:: Exercise inputs

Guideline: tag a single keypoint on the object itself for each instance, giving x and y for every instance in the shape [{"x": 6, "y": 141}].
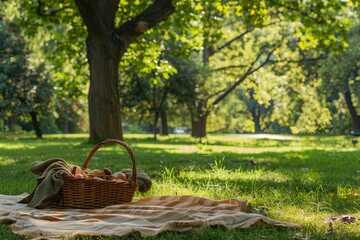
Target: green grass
[{"x": 302, "y": 180}]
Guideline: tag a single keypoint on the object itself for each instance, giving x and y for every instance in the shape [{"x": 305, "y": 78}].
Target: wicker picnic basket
[{"x": 98, "y": 193}]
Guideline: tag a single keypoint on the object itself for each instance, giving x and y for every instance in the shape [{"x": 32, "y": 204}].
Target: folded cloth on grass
[
  {"x": 49, "y": 182},
  {"x": 148, "y": 216}
]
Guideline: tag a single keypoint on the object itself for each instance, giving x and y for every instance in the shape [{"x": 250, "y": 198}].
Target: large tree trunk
[
  {"x": 105, "y": 46},
  {"x": 355, "y": 117},
  {"x": 255, "y": 113},
  {"x": 104, "y": 100},
  {"x": 36, "y": 124}
]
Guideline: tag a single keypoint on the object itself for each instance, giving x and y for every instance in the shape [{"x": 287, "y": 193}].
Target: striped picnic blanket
[{"x": 148, "y": 216}]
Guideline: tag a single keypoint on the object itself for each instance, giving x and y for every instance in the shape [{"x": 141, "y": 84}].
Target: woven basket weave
[{"x": 98, "y": 193}]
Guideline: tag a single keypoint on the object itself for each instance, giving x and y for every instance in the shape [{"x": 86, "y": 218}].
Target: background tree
[{"x": 341, "y": 72}]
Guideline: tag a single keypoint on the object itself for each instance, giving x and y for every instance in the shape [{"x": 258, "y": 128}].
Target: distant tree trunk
[
  {"x": 355, "y": 117},
  {"x": 66, "y": 120},
  {"x": 255, "y": 113},
  {"x": 156, "y": 120},
  {"x": 164, "y": 123},
  {"x": 12, "y": 122},
  {"x": 198, "y": 126},
  {"x": 36, "y": 124}
]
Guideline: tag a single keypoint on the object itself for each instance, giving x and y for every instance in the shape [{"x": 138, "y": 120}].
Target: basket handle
[{"x": 125, "y": 145}]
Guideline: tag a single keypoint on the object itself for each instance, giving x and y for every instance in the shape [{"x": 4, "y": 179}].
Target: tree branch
[
  {"x": 250, "y": 70},
  {"x": 92, "y": 13},
  {"x": 48, "y": 13},
  {"x": 157, "y": 12}
]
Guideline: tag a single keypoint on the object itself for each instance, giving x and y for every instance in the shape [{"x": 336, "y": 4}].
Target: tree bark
[
  {"x": 105, "y": 47},
  {"x": 104, "y": 98},
  {"x": 164, "y": 123},
  {"x": 156, "y": 119},
  {"x": 36, "y": 124},
  {"x": 355, "y": 117},
  {"x": 198, "y": 126}
]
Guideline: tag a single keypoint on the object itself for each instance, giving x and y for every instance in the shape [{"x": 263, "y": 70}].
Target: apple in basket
[
  {"x": 79, "y": 175},
  {"x": 119, "y": 176}
]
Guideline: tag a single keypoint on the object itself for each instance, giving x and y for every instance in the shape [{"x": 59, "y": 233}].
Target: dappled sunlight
[{"x": 6, "y": 161}]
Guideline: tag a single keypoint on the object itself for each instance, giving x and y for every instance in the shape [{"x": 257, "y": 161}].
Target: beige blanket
[{"x": 148, "y": 216}]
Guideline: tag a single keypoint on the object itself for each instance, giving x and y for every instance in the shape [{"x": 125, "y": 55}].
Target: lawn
[{"x": 303, "y": 179}]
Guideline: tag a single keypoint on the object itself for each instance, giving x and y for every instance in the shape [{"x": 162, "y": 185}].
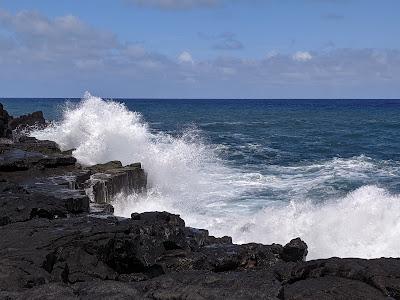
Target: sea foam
[{"x": 186, "y": 176}]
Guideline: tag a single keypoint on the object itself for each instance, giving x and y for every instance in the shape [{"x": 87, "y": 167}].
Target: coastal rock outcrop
[
  {"x": 22, "y": 122},
  {"x": 107, "y": 180}
]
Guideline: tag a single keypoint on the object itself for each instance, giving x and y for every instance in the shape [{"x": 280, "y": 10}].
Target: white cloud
[
  {"x": 185, "y": 57},
  {"x": 38, "y": 52},
  {"x": 302, "y": 56},
  {"x": 176, "y": 4}
]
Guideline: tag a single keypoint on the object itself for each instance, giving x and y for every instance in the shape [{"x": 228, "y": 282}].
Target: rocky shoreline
[{"x": 60, "y": 239}]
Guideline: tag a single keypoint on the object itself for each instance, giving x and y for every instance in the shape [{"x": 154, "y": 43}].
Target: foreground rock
[{"x": 60, "y": 240}]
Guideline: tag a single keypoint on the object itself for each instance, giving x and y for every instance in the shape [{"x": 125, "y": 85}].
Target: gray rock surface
[{"x": 55, "y": 244}]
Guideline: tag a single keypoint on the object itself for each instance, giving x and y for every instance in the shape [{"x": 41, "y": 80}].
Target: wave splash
[{"x": 187, "y": 177}]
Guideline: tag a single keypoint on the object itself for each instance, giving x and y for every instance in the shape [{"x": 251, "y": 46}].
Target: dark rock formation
[
  {"x": 112, "y": 178},
  {"x": 24, "y": 121},
  {"x": 55, "y": 244}
]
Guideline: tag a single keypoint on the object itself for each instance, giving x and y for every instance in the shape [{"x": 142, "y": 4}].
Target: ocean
[{"x": 258, "y": 170}]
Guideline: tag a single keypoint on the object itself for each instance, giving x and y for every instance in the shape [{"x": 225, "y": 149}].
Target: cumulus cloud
[
  {"x": 223, "y": 41},
  {"x": 302, "y": 56},
  {"x": 176, "y": 4},
  {"x": 65, "y": 55},
  {"x": 185, "y": 57}
]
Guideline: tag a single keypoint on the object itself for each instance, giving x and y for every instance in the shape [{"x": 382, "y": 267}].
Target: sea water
[{"x": 258, "y": 170}]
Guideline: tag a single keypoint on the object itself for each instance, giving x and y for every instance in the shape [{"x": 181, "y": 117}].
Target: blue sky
[{"x": 200, "y": 48}]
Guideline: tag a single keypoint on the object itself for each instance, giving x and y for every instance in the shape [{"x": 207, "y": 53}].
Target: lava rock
[{"x": 25, "y": 121}]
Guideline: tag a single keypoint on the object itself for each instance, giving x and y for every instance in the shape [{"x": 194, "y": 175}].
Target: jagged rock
[
  {"x": 331, "y": 288},
  {"x": 24, "y": 121},
  {"x": 111, "y": 179},
  {"x": 295, "y": 250},
  {"x": 20, "y": 160}
]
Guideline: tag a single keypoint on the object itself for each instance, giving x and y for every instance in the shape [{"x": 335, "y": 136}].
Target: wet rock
[
  {"x": 296, "y": 250},
  {"x": 25, "y": 121},
  {"x": 115, "y": 179},
  {"x": 331, "y": 288}
]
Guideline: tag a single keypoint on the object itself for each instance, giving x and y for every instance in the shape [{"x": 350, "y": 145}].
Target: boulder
[
  {"x": 112, "y": 178},
  {"x": 295, "y": 250},
  {"x": 25, "y": 121}
]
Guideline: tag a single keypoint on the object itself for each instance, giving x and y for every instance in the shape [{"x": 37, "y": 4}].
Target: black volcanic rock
[
  {"x": 295, "y": 250},
  {"x": 24, "y": 121}
]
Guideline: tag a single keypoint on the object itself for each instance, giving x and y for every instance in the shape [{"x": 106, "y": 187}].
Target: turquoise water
[{"x": 265, "y": 170}]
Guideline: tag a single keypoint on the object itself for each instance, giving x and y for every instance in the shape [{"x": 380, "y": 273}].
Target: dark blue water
[
  {"x": 335, "y": 155},
  {"x": 270, "y": 132}
]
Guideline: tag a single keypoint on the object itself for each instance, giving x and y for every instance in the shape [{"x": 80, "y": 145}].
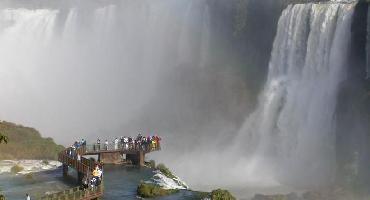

::::

■ **Exercise requirements**:
Every record above needs to be repeated exactly; pictures are to be left out.

■ **Exercise solution**:
Guideline: tag a single keypoint on the object itself for each instance, giving x and y for every instance in the shape [{"x": 6, "y": 141}].
Target: green grass
[{"x": 302, "y": 180}]
Guideline: tag a single keypoint on the object itself for each instance, giving x and y for every instance in the shape [{"x": 305, "y": 78}].
Target: wicker picnic basket
[{"x": 98, "y": 193}]
Guideline: tag a single keypoint on the object itself for each instance, giving x and y for every instance in the shape [{"x": 32, "y": 204}].
Target: folded cloth on grass
[
  {"x": 49, "y": 182},
  {"x": 148, "y": 216}
]
Guideline: tag a single keypoint on the object itself for each instance, giving x and y for every instance in the shape [{"x": 250, "y": 198}].
Target: large tree trunk
[
  {"x": 105, "y": 46},
  {"x": 355, "y": 117},
  {"x": 255, "y": 113},
  {"x": 104, "y": 100},
  {"x": 36, "y": 124}
]
Guideline: tag a single keypoint on the object itself for each instance, giving x and y for every instance in the shape [{"x": 287, "y": 193}].
Target: striped picnic blanket
[{"x": 148, "y": 216}]
Guideline: tag a single keypoint on the object itself for each instance, giving x and y for every instance in the shape [{"x": 141, "y": 84}].
Target: woven basket weave
[{"x": 98, "y": 193}]
Guideline: tag a single keypoint on the object itself for each instance, giving x and y for every instance in the shape [{"x": 86, "y": 218}].
Target: background tree
[{"x": 341, "y": 72}]
Guideline: tag a single keypoint on the object itself for each instance, giving x and y for every instance in the shape [{"x": 258, "y": 128}].
Target: distant tree trunk
[
  {"x": 355, "y": 117},
  {"x": 66, "y": 120},
  {"x": 255, "y": 113},
  {"x": 156, "y": 120},
  {"x": 164, "y": 123},
  {"x": 12, "y": 122},
  {"x": 198, "y": 126},
  {"x": 36, "y": 124}
]
Guideline: tag a single keypoint on the object itself for each instance, giving x and y for every instance in the shape [{"x": 138, "y": 120}].
Target: basket handle
[{"x": 125, "y": 145}]
Guideline: tag a single keypoint on the object itself for each instance, giving x and y for every instance in the shape [{"x": 4, "y": 179}].
Target: tree branch
[
  {"x": 250, "y": 70},
  {"x": 92, "y": 13},
  {"x": 48, "y": 13},
  {"x": 157, "y": 12}
]
Guideline: tag a single keypoint on the object itself for each instance, giving x and y for every instance in the shape [{"x": 336, "y": 4}].
Target: tree bark
[
  {"x": 105, "y": 47},
  {"x": 104, "y": 98},
  {"x": 164, "y": 123},
  {"x": 156, "y": 119},
  {"x": 36, "y": 124},
  {"x": 355, "y": 117},
  {"x": 198, "y": 126}
]
Guideline: tag a single keypoint on the object itself for each instance, giving x and y for every instance in the shape [{"x": 263, "y": 70}].
Target: apple in basket
[
  {"x": 79, "y": 175},
  {"x": 119, "y": 176}
]
Guideline: tag a single keypoint on the object itself for each instance, giving x and y for every instance in the shape [{"x": 59, "y": 233}].
Target: dappled sunlight
[{"x": 6, "y": 161}]
Guideline: tag a single keypoint on the object itself for each instance, giving x and y for every instance in the shape [{"x": 257, "y": 161}].
Target: beige blanket
[{"x": 148, "y": 216}]
Guideline: tag a single keypoint on the object itself for each instance, giving x and y for every instance in the shape [{"x": 125, "y": 55}].
Target: lawn
[{"x": 303, "y": 179}]
Guideline: tag a single keypoint on the object itself for each instance, giving x and y for every instance in the shape [{"x": 162, "y": 185}].
Target: sea foam
[{"x": 186, "y": 176}]
Guideline: tag a single keypoint on the object itself for each instance, giving x and y for every instance in the shape [{"x": 87, "y": 167}].
Target: coastal rock outcrop
[
  {"x": 22, "y": 122},
  {"x": 107, "y": 180}
]
Guideline: tag a single keypoint on the object itself for each instance, giving x and y for every instance in the shape [{"x": 280, "y": 10}].
Target: white cloud
[
  {"x": 185, "y": 57},
  {"x": 38, "y": 52},
  {"x": 302, "y": 56},
  {"x": 176, "y": 4}
]
Guideline: tag a single keypoint on the object itself for each instance, giving x and y for every instance in the shape [{"x": 228, "y": 282}].
Target: rocky shoreline
[{"x": 60, "y": 239}]
Guideline: tag a single keypoint on the object itself for each instance, giving x and y for every instance in the shape [{"x": 154, "y": 43}].
Target: foreground rock
[{"x": 60, "y": 240}]
Guideline: tag a single keypoint on the object itself for each instance, giving x and y for every instance in the shape [{"x": 125, "y": 85}].
Target: gray rock surface
[{"x": 55, "y": 244}]
Guideline: tag a single keypoint on the object itself for each instance, giving x and y for every instance in the shape [{"x": 41, "y": 80}].
Target: wave splash
[{"x": 187, "y": 177}]
Guideline: tag a single keypoint on the object itself for each instance, giving x and y for every instance in the shape [{"x": 251, "y": 46}].
Target: dark rock formation
[
  {"x": 112, "y": 178},
  {"x": 24, "y": 121},
  {"x": 55, "y": 244}
]
Guideline: tag a single keypoint on the object itself for each instance, giving x and y for every instance in the shape [{"x": 142, "y": 4}].
Target: ocean
[{"x": 258, "y": 170}]
Guideline: tag a single keypoint on the object itself for each instance, giving x and y for every instance in the shape [{"x": 225, "y": 149}].
Target: cumulus cloud
[
  {"x": 223, "y": 41},
  {"x": 302, "y": 56},
  {"x": 176, "y": 4},
  {"x": 65, "y": 55},
  {"x": 185, "y": 57}
]
Guideline: tag a single keypoint on the object itself for each instance, giving x and y for every instance in the shape [{"x": 382, "y": 267}].
Target: sea water
[{"x": 258, "y": 170}]
Guideline: tag a single keypoint on the object itself for each instance, giving x and y for every instance in the shape [{"x": 181, "y": 117}].
Target: blue sky
[{"x": 200, "y": 48}]
Guideline: tag a single keypoint on the object itself for each instance, giving x and y for every instance in the shape [{"x": 207, "y": 53}].
Target: lava rock
[{"x": 25, "y": 121}]
Guideline: tag a single keypoint on the object itself for each instance, giving x and y for every instance in the shape [{"x": 194, "y": 175}].
Target: jagged rock
[
  {"x": 331, "y": 288},
  {"x": 24, "y": 121},
  {"x": 111, "y": 179},
  {"x": 295, "y": 250},
  {"x": 20, "y": 160}
]
Guideline: tag a single keypoint on the object itself for each instance, giving x and y for every instance in the shape [{"x": 335, "y": 136}].
Target: wet rock
[
  {"x": 296, "y": 250},
  {"x": 25, "y": 121},
  {"x": 115, "y": 179},
  {"x": 331, "y": 288}
]
Guideline: tag a single keypoint on the object itself for each instance, giving x and y for every instance in the shape [{"x": 350, "y": 145}].
Target: boulder
[
  {"x": 112, "y": 178},
  {"x": 295, "y": 250},
  {"x": 25, "y": 121}
]
Guideline: tag a single keypoint on the object itself for each instance, giving x and y for every instance in the shape [{"x": 37, "y": 4}].
Target: black volcanic rock
[
  {"x": 295, "y": 250},
  {"x": 24, "y": 121}
]
Guideline: tag a single keypoint on the object itself for each instance, giving x and y for every instance in the shape [{"x": 106, "y": 187}].
Target: turquoise water
[{"x": 265, "y": 170}]
Guideline: tag a single keypoint on the object itself for each instance, giving x and y for every instance in the shape [{"x": 380, "y": 273}].
Target: dark blue water
[
  {"x": 335, "y": 155},
  {"x": 270, "y": 132}
]
Guideline: tag a single keypoint on the object itself for each instance, giving x and y for every instance in the shape [{"x": 80, "y": 145}].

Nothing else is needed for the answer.